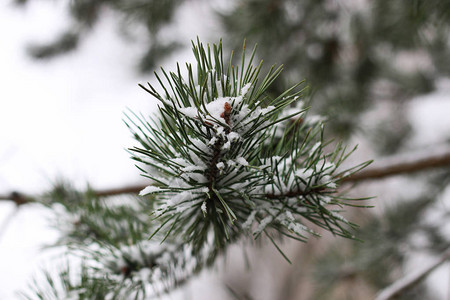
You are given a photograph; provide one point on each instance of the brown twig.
(384, 168)
(398, 165)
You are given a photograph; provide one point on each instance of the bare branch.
(403, 164)
(410, 281)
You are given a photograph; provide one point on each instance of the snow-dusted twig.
(410, 281)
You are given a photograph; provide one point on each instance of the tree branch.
(411, 280)
(401, 164)
(395, 165)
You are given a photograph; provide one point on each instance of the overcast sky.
(63, 119)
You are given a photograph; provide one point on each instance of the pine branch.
(403, 164)
(411, 280)
(392, 166)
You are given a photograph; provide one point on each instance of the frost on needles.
(227, 160)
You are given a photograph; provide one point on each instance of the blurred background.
(379, 72)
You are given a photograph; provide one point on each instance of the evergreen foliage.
(227, 163)
(349, 54)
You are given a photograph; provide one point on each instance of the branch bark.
(395, 165)
(403, 164)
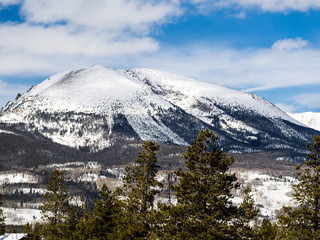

## [What to do]
Write out all the material above again, substituting "image" for every "photograph" and changing nothing else. Leave out the pictures.

## [Task solution]
You are given a image; provide one point on each instance of the brown twig.
(384, 168)
(398, 165)
You are given a image; provide one point on each instance of the bare branch.
(403, 164)
(410, 281)
You are given a image; provide one point on each instance of the snow-dusted twig.
(410, 281)
You are given a image; provide one point on each instance of the tree branch.
(411, 280)
(401, 164)
(395, 165)
You are given a image; provide one point on each instance of the overcast sky.
(63, 119)
You are given a image; provide one point on each instance of the pine branch.
(403, 164)
(411, 280)
(392, 166)
You are given a image; provide one point on each instance of the frost on needles.
(227, 160)
You are given a image; provide one point on each instance of the blurred background.
(379, 72)
You are given a image; provide one point on each instance of the evergreen foliage.
(227, 163)
(349, 54)
You are given a image; provide one point on each instance of the branch bark.
(395, 165)
(403, 164)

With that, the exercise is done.